## TO DO:
1 > Reproduce the part of the pump bracket description that begins with the words containing "The port 4 is provided with a plurality" and ends with "the outer radial abutment surface 26b.".
2 > Decide whether each statement agrees with the pump bracket description, answering yes or no and quoting the words of the description that settle it. (a) The inner radial abutment surface 26a sits lower than the outer radial abutment surface 26b. (b) The threaded bores 28 pass through the inner radial abutment surface 26a. (c) The bolts 20 are received in openings in the outer flange portion 10a.
3 > According to the pump bracket description, what is the inner diameter of the compression ring 16 substantially equal to?

# Start of PAGE

As shown in FIG. 3, the annular channel 18 of the compression ring 16 faces the annular tongue 12. The compression ring 16 is sized relative to the second radial abutment surface 14b so that, in its at-rest configuration, the radially innermost surface of the compression ring 16 is substantially level with the inner surface of the second section 8b of the axial portion 8. In other words, the inner diameter of the compression ring 16 is substantially equal to the internal diameter d2 of the second section 8b. The compression ring 16 may, however, sit slightly proud of or slightly below the level of the inner surface of the second section 8b.

The inner flange portion 10b of the bracket 6 is provided with a number of openings spaced around its circumference which each receive a bolt 20 (and washer). The outer flange portion 10a of the bracket 6 may also be provided with a number of openings (now shown) spaced around its circumference for attaching the bracket to a discharge or suction line.

An end surface of the port 4 is provided with an annular groove 22 which is sized to receive the annular tongue 12 of the bracket 6. The annular groove 22 encircles the opening of the port 4 which is defined by a cylindrical inner surface 24 of the pump housing. The annular groove 22 divides the end surface of the port 4 into an inner radial abutment surface 26a and an outer radial abutment surface 26b. The inner radial abutment surface 26a is recessed below the level of the outer radial abutment surface 26b and has a conical taper. The conical taper may assist with the loading of a tube in the pump housing. The conical taper may also assist in releasing the compression ring 16 during disassembly.

The port 4 is provided with a plurality of threaded bores 28 which are spaced around the circumference of the port 4 and pass through the outer radial abutment surface 26b.

During a first stage of assembly, a tube 30 of the peristaltic pump is located within the pump housing. This may be achieved by introducing the tube 30 into the pump housing via one of the ports 4 and rotating a rotor of the pump to draw the tube 30 through the pump housing.

# End of PAGE
# Start of DATA SECTION

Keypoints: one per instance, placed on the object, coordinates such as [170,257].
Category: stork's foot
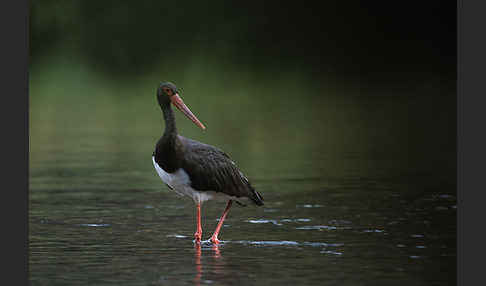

# End of DATA SECTION

## EXERCISE SOLUTIONS:
1 >
The port 4 is provided with a plurality of threaded bores 28 which are spaced around the circumference of the port 4 and pass through the outer radial abutment surface 26b.

2 >
(a) Yes: "The inner radial abutment surface 26a is recessed below the level of the outer radial abutment surface 26b"
(b) No: "pass through the outer radial abutment surface 26b"
(c) No: "The inner flange portion 10b of the bracket 6 is provided with a number of openings spaced around its circumference which each receive a bolt 20"

3 > The internal diameter d2 of the second section 8b.